EXTRACTED TEXT Start Marker

ICONICS is an industrial automation provider. ICONICS software is used by many industries such as Automotive, Transportation, Building Control, Security, Food, Pharmaceutical, Machine Building, Oil, Gas, Petrochemical, Water and Wastewater, Renewable Energy and Manufacturing.

History
Founded in 1986, headquartered in Foxborough, Massachusetts near Boston, MA, the company has offices worldwide, including Australia, Canada, China, France, Germany, India, Middle East, Netherlands, Singapore and United Kingdom. ICONICS also has joint software development and sales offices in the Czech Republic and Italy. ICONICS is a Microsoft Gold Certified Partner whose products are tied closely to Microsoft operating systems. The company's first offerings were integrated with DOS, then evolved with the emergence of Microsoft Windows (including 3.1, NT, CE, 2000 and XP).

In 2011, ICONICS signed a global partnership agreement with Mitsubishi Electric to develop integrated software for the Process Automation and Social Infrastructure global markets, with Mitsubishi Electric contributing a 19.9% equity investment in ICONICS.

ICONICS is a charter member of the OPC Foundation, an organization responsible for maintaining the standards for automation connectivity. Russ Agrusa, ICONICS founder, has been a member of the OPC Foundation Board of Directors since 2003.

Worldwide applications
ICONICS software is used by companies throughout the world including:

Transneft Russian Pipeline 
London Heathrow Terminal 5
Loudoun Water
The Pentagon
University of Virginia
Microsoft Redmond Campus

Other companies using ICONICS software for their industrial automation applications include the Rome Metro, Deutsche Bahn, Mohegan Sun Casino, The Federation Tower, Schiphol Airport, Phoenix Sky Harbor International Airport and Poste Italiane.

EXTRACTED TEXT End Marker
DATA EXTRACT Start Marker

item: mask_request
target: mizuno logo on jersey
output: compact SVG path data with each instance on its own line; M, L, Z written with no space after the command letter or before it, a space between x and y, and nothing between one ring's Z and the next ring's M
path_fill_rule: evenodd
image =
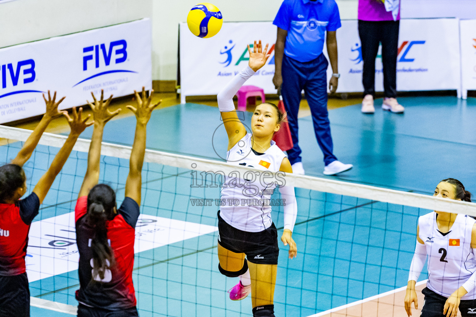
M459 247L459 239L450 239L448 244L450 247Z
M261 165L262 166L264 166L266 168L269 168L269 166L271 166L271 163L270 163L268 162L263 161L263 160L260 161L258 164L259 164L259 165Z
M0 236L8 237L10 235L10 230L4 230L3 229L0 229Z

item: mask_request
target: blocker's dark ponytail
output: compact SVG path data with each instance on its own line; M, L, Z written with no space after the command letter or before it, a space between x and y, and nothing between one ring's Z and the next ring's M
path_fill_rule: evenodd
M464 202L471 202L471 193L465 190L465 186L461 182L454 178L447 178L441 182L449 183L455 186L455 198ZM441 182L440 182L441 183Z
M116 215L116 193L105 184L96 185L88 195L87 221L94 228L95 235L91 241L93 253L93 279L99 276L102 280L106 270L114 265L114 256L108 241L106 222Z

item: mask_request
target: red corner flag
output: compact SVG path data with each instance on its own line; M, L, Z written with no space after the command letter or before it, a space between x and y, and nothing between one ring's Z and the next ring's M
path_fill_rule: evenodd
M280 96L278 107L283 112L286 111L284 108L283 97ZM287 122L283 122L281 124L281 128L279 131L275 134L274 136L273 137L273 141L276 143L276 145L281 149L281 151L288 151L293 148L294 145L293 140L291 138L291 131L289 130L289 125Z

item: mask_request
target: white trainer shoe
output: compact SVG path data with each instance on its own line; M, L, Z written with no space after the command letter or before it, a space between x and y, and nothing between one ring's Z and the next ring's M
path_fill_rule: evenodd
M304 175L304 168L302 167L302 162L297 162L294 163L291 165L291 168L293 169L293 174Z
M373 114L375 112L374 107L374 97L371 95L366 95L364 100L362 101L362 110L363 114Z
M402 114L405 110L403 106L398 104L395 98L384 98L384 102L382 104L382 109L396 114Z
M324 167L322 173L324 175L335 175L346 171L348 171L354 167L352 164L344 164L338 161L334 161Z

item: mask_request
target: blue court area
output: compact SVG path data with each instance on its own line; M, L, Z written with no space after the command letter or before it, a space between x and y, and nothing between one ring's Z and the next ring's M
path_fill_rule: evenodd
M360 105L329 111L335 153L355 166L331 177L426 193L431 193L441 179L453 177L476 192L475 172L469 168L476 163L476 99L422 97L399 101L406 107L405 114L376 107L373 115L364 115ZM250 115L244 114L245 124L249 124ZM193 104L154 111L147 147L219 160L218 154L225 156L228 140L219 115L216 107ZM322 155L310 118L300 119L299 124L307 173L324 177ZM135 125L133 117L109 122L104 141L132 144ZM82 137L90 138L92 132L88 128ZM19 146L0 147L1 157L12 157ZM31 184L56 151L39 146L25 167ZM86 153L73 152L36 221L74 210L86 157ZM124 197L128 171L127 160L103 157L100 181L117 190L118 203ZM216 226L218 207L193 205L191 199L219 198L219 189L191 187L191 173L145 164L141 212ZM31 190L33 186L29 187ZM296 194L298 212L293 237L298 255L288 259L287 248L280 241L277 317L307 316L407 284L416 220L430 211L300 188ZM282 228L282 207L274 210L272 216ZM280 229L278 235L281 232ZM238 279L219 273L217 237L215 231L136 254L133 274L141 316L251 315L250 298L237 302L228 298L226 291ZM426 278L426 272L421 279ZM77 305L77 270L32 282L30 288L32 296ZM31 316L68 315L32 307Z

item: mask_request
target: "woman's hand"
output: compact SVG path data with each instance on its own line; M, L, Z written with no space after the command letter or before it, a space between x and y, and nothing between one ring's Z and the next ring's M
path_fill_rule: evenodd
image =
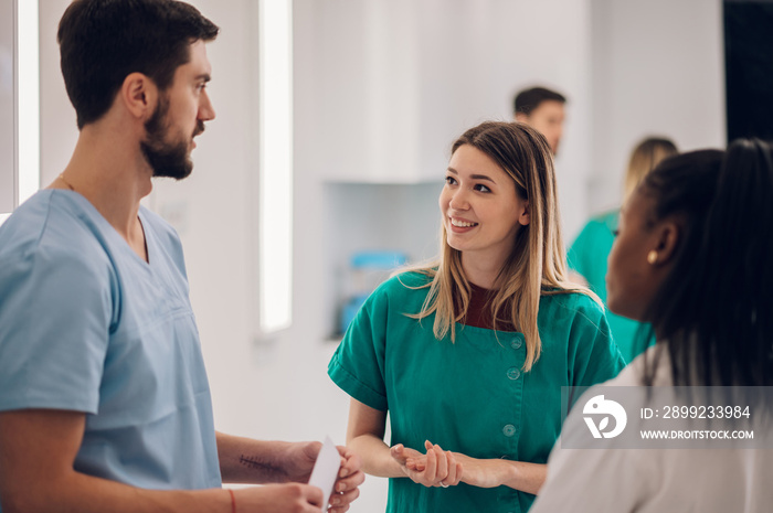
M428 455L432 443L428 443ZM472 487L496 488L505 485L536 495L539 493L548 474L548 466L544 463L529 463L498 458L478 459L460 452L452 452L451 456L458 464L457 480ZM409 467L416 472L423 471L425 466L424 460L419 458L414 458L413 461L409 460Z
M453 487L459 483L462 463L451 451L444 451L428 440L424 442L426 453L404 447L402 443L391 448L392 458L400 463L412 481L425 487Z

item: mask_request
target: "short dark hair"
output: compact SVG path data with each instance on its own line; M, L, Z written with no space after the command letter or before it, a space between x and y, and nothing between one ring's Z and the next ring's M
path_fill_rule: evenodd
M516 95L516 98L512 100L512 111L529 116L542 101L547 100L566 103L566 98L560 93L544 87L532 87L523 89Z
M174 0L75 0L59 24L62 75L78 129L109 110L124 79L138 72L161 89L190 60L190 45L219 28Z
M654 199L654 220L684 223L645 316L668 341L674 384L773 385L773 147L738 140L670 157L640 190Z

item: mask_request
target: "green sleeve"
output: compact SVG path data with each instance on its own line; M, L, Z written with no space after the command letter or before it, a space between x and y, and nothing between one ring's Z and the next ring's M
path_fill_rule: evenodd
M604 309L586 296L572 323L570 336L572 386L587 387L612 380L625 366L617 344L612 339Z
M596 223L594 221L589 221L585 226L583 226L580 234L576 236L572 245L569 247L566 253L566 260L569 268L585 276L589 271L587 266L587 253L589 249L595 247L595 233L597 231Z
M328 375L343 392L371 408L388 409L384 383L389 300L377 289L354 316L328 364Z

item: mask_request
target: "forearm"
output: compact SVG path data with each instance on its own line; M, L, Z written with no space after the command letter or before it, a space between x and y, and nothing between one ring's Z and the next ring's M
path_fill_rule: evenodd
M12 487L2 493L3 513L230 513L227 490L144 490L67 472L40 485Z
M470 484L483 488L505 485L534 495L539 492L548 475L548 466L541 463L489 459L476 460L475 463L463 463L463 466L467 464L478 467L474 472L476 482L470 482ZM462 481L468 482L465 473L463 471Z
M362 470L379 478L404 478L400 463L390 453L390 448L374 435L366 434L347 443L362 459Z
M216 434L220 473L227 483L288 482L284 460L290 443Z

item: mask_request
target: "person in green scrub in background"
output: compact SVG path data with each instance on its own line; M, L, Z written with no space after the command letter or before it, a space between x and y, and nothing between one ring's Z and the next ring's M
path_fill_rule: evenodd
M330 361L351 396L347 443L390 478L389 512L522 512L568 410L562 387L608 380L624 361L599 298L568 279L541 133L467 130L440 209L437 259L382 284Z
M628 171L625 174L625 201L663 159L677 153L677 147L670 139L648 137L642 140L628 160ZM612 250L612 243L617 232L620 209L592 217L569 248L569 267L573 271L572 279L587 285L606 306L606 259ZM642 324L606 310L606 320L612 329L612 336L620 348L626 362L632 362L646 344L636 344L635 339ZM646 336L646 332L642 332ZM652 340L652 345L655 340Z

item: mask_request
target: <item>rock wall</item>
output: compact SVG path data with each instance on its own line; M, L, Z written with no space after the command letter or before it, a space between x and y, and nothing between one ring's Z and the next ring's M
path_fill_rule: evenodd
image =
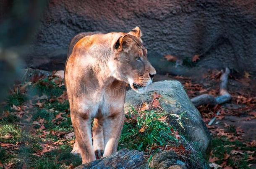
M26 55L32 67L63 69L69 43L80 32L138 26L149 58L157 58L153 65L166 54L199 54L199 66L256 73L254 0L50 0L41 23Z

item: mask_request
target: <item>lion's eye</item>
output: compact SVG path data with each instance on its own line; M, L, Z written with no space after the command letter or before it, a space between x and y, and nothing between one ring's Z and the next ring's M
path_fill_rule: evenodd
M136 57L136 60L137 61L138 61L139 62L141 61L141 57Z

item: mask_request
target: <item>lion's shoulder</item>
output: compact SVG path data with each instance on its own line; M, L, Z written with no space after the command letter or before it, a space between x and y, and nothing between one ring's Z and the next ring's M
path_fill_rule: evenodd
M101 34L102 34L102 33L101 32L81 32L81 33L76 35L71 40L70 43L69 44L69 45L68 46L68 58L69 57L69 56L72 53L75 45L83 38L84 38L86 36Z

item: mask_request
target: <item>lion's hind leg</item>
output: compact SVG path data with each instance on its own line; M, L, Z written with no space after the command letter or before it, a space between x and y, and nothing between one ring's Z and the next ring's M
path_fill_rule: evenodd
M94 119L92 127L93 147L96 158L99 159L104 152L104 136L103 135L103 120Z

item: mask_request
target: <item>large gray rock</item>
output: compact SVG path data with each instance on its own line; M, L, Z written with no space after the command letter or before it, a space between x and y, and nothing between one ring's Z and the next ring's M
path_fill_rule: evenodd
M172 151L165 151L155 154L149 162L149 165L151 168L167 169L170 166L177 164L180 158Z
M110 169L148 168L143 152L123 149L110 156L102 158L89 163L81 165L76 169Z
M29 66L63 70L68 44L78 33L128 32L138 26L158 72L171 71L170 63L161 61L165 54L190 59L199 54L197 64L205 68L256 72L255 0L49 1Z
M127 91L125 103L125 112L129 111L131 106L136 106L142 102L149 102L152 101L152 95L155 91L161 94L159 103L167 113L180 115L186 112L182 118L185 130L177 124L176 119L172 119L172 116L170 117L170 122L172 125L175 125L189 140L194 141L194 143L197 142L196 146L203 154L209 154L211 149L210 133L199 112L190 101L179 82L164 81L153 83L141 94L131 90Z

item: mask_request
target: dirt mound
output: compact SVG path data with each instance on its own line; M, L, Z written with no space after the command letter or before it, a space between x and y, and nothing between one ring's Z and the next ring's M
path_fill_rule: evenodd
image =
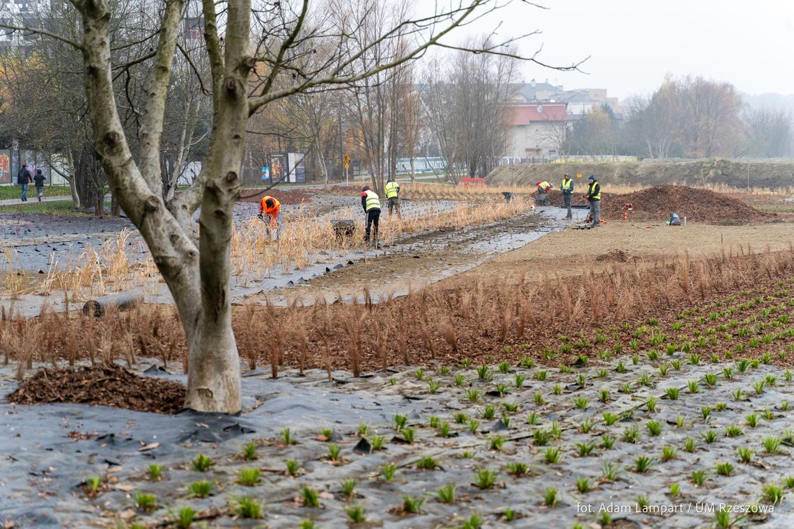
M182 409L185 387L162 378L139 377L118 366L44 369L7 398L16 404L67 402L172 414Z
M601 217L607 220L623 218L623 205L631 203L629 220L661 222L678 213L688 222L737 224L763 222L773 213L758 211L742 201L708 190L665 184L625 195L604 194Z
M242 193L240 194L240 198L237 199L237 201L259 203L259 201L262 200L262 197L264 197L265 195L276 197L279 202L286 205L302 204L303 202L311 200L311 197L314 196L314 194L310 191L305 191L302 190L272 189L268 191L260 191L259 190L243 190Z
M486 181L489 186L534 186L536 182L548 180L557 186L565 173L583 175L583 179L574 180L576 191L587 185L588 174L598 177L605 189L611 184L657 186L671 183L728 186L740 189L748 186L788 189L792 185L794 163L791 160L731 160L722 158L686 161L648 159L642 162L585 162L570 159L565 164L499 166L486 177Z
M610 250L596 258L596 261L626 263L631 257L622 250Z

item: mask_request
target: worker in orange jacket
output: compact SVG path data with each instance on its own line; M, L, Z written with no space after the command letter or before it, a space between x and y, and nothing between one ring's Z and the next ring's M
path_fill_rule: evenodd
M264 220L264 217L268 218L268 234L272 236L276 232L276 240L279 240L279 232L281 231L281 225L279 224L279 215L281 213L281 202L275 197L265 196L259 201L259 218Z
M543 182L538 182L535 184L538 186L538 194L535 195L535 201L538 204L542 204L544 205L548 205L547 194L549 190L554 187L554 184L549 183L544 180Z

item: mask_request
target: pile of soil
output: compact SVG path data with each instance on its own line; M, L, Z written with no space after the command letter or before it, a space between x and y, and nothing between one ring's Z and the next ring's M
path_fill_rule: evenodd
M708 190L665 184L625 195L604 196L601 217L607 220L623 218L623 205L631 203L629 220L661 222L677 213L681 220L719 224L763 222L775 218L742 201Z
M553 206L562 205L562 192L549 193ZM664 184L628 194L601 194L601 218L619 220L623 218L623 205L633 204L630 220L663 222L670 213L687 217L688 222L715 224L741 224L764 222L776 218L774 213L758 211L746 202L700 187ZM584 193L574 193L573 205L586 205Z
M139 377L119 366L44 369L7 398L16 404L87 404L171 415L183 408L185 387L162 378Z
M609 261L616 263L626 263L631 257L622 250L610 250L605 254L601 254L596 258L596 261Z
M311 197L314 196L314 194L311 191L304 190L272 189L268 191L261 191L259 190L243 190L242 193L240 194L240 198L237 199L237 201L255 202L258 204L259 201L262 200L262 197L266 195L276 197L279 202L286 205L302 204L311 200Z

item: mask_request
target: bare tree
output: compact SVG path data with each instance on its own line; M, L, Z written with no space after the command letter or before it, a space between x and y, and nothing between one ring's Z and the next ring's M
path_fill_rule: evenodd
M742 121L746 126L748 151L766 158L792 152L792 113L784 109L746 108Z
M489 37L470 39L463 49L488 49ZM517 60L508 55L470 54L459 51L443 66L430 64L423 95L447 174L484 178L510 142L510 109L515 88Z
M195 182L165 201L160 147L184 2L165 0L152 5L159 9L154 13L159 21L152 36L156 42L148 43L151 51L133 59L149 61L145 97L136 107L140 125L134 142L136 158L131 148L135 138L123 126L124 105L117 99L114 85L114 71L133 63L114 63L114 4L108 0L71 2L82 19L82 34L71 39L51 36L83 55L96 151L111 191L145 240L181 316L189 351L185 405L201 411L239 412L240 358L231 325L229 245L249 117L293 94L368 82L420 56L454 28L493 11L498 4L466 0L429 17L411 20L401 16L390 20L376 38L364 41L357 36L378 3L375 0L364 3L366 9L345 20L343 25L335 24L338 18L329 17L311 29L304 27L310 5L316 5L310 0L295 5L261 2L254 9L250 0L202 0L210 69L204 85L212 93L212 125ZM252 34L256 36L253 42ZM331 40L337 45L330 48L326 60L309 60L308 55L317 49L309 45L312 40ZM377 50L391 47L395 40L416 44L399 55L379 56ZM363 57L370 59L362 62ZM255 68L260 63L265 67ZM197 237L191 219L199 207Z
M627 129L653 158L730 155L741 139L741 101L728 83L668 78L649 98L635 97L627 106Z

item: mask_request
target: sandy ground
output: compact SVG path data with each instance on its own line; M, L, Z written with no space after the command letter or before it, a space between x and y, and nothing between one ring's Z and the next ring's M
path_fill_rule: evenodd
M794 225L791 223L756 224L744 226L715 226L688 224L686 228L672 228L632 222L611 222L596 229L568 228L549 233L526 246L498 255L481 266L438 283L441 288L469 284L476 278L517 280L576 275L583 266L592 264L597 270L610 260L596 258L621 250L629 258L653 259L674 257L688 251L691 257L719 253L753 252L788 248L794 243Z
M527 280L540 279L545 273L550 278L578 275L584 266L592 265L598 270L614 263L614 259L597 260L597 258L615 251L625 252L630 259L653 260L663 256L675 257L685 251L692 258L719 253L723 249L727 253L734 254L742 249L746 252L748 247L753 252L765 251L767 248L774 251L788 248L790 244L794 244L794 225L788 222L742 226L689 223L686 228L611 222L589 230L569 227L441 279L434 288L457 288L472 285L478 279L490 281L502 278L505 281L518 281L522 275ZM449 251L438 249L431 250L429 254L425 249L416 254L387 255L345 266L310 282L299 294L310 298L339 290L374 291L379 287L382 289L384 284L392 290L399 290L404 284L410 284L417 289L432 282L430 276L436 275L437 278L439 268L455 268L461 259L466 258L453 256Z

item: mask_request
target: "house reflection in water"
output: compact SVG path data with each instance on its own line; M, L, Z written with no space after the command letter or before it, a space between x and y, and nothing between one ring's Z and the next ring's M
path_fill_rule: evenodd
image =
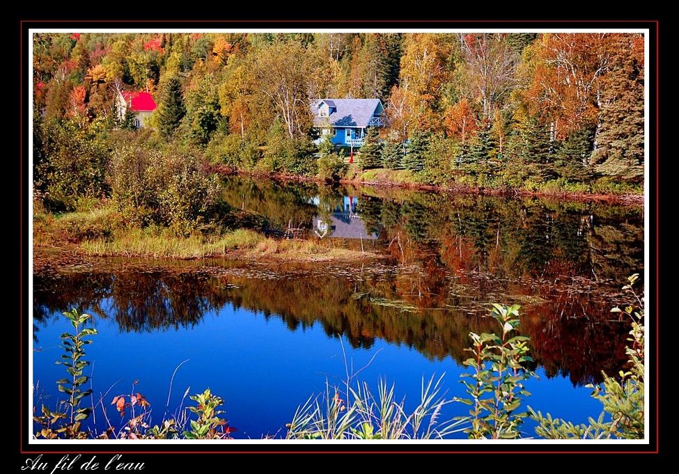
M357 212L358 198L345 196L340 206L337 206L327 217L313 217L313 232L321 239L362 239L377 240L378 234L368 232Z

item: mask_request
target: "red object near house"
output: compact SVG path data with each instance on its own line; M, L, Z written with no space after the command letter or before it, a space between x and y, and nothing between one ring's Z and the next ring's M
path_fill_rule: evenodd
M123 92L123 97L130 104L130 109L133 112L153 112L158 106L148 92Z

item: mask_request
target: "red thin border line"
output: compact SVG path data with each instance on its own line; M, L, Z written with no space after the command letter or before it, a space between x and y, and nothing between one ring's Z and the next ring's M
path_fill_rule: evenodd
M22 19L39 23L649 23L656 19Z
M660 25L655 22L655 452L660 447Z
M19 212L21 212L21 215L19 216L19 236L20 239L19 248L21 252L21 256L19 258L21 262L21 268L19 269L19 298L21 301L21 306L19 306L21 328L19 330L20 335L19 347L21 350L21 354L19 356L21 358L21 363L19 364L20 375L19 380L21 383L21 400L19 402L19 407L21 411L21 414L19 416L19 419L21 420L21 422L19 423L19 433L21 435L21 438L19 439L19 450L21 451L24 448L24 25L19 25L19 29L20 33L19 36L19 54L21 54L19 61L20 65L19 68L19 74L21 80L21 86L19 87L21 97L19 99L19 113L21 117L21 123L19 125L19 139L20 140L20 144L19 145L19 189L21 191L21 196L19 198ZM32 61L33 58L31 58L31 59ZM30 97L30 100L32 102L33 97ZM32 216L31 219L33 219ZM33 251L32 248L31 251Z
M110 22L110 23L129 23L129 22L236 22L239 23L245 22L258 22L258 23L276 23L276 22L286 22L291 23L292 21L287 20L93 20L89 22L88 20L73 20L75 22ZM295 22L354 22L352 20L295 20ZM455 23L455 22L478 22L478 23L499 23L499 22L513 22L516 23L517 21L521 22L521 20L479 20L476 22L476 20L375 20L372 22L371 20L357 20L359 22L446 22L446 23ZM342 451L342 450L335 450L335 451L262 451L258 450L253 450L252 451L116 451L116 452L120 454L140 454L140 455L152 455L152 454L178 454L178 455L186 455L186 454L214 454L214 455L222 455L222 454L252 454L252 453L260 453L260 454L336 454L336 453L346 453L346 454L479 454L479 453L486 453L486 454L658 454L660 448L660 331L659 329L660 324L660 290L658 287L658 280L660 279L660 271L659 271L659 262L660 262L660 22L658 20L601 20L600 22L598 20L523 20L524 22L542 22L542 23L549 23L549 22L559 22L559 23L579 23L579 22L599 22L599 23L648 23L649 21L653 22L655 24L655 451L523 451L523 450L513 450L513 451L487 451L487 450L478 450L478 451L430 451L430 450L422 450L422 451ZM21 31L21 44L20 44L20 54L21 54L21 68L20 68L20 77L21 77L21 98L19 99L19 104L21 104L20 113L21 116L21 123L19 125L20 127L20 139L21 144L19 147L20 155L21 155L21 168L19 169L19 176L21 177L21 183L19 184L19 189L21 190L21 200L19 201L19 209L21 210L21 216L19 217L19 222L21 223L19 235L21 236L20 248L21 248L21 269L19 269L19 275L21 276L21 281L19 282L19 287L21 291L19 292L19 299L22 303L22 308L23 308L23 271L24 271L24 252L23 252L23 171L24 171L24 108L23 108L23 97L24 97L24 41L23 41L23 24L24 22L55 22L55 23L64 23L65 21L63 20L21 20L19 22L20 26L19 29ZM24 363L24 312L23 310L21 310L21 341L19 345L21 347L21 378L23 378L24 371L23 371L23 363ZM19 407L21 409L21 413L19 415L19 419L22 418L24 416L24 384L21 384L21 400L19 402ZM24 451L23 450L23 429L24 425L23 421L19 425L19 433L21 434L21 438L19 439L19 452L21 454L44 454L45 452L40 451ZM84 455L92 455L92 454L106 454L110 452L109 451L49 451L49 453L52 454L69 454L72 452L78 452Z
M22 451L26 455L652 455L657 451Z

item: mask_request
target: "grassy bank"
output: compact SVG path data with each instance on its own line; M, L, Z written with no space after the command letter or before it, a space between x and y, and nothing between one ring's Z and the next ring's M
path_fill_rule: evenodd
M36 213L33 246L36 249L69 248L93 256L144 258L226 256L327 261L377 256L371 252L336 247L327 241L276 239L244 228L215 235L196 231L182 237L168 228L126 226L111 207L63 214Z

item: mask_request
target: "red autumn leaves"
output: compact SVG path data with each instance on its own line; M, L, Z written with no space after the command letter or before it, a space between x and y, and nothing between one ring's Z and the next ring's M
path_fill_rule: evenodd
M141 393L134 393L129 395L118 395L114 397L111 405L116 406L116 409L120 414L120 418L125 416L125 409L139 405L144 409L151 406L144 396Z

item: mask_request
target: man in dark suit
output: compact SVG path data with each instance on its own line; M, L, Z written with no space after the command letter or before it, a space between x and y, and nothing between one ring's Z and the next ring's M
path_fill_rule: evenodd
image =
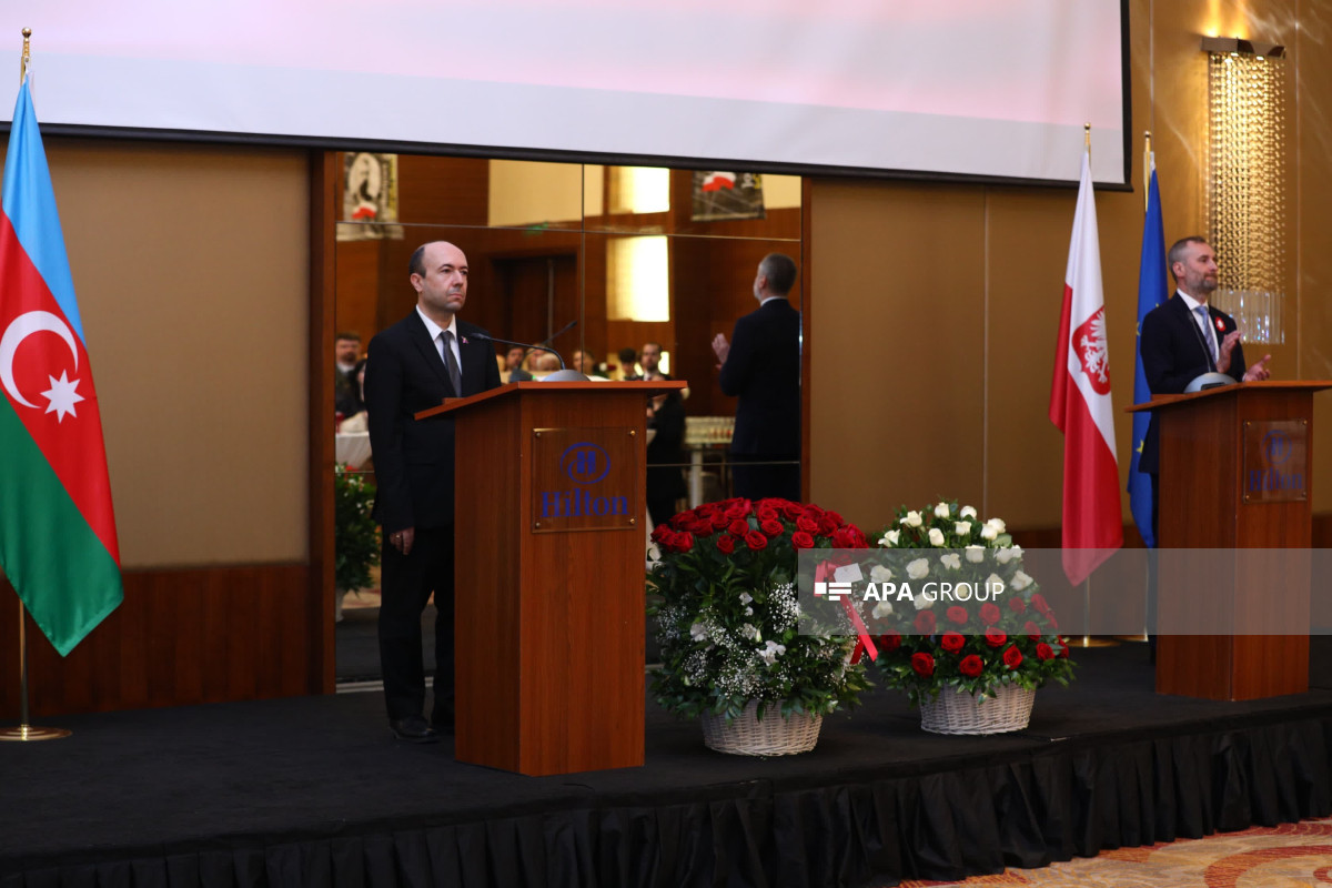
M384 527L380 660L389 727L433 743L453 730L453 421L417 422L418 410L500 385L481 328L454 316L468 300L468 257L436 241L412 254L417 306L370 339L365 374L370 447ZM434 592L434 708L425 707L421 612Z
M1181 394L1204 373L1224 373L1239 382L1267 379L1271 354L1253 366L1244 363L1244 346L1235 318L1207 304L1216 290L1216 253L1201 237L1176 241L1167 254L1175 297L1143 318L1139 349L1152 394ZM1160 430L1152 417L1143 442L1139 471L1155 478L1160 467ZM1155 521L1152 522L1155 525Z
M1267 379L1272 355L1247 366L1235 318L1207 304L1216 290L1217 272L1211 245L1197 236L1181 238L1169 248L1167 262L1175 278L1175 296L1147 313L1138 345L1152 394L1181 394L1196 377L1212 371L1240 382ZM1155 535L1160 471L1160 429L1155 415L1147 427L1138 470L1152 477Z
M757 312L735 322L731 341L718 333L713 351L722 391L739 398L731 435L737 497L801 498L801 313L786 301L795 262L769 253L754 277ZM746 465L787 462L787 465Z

DATA EXTRACT End Marker

> **WORK REQUEST A**:
Answer these questions from the ICONICS text, one answer per line and marked the same way:
(i) In what year was ICONICS founded, and where is its headquarters?
(ii) What equity investment did Mitsubishi Electric contribute in ICONICS under the 2011 agreement?
(iii) Since what year has Russ Agrusa been on the OPC Foundation Board of Directors?
> **WORK REQUEST B**: Shorten the paragraph of the ICONICS text that begins "Founded in 1986" while keeping its main facts.
> **WORK REQUEST C**: Give the ICONICS text again from "Transneft Russian Pipeline" to "and Poste Italiane.", switching "Deutsche Bahn" to "Swiss Federal Railways".
None of the material is needed.

> **TASK OUTPUT A**:
(i) ICONICS was founded in 1986 and has its headquarters in Foxborough, Massachusetts, near Boston.
(ii) Mitsubishi Electric contributed a 19.9% equity investment.
(iii) He has been on the board since 2003.

> **TASK OUTPUT B**: ICONICS was founded in 1986 and has its headquarters in Foxborough, Massachusetts. It has offices around the world and joint development and sales offices in the Czech Republic and Italy. As a Microsoft Gold Certified Partner, it makes products closely tied to Microsoft operating systems. These products started on DOS and later moved to successive versions of Windows.

> **TASK OUTPUT C**:
Transneft Russian Pipeline 
London Heathrow Terminal 5
Loudoun Water
The Pentagon
University of Virginia
Microsoft Redmond Campus

Other companies using ICONICS software for their industrial automation applications include the Rome Metro, Swiss Federal Railways, Mohegan Sun Casino, The Federation Tower, Schiphol Airport, Phoenix Sky Harbor International Airport and Poste Italiane.